* _Try it_
Line by line, output the entries below exactly as they appear.

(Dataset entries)
____
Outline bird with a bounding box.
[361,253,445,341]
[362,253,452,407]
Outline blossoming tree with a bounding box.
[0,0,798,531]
____
* _Your solution_
Outline bird with a bounding box.
[361,253,445,341]
[362,253,452,407]
Outline blossoming tree with a bounding box.
[0,0,798,531]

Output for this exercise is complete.